**Provided records:**
====

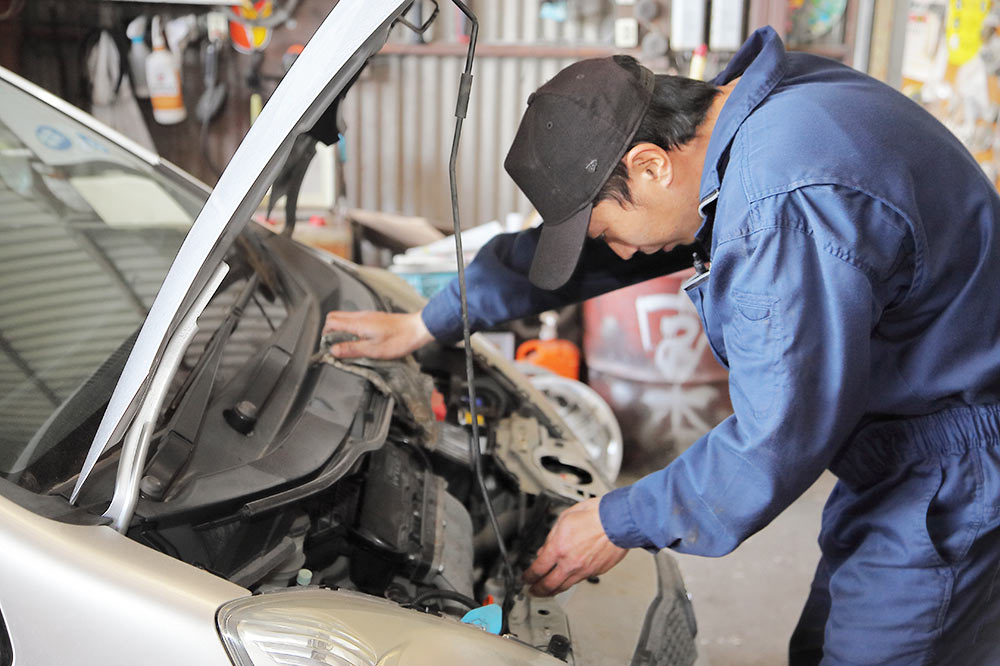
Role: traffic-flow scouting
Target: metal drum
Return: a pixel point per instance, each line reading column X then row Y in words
column 648, row 357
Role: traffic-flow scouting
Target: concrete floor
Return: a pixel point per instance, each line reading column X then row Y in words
column 747, row 603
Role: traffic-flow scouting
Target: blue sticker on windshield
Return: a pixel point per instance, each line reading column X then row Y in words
column 53, row 138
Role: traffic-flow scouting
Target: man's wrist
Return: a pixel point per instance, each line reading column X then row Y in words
column 419, row 334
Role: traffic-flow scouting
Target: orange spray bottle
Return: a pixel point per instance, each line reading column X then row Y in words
column 559, row 356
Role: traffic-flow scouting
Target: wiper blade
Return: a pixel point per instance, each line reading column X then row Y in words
column 137, row 438
column 189, row 406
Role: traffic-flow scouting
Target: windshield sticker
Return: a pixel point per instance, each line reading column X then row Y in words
column 49, row 137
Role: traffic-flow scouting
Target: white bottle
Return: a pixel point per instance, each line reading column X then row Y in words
column 137, row 54
column 164, row 79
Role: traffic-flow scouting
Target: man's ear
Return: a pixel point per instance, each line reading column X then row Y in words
column 650, row 162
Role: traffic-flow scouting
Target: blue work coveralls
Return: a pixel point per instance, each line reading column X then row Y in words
column 853, row 295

====

**Brief:** Reproduce every line of the material above verbatim, omitting the pictures.

**Task answer:**
Role: traffic-flow scouting
Target: metal drum
Return: a pixel point per instance, each line reading column X then row Y in words
column 648, row 357
Role: traffic-flow scouting
Target: concrete floor
Return: a pixel point per instance, each line reading column X then row Y in words
column 747, row 603
Role: traffic-flow scouting
Target: blue sticker on windshield
Return: a pixel point per instance, each line reading column X then row Y in words
column 53, row 138
Role: traffic-flow scouting
Target: man's wrist
Return: a pixel point per instance, each line reading column X then row Y in words
column 419, row 334
Role: traffic-flow scouting
Target: orange spray bottle
Return: a pixel point per instance, each line reading column X then row Y in words
column 559, row 356
Role: traffic-flow scouting
Target: wiper blade
Return: a pixel point per instance, each line reading column X then row Y in words
column 137, row 438
column 189, row 406
Role: traffic-flow scouting
Target: windshield sticker
Return: a pixel point per instance, each line reading column X then row Y in words
column 49, row 137
Role: traffic-flow scouting
Target: white bottle
Return: a pixel point per instance, each line reading column X then row Y in words
column 137, row 54
column 164, row 79
Role: traffic-flow scouting
Target: man's ear
Return: a pixel point per instance, each line reading column X then row Y in words
column 650, row 162
Role: traffic-flow scouting
Target: blue work coveralls
Return: a pixel point per instance, each line reading column X then row Y in words
column 853, row 295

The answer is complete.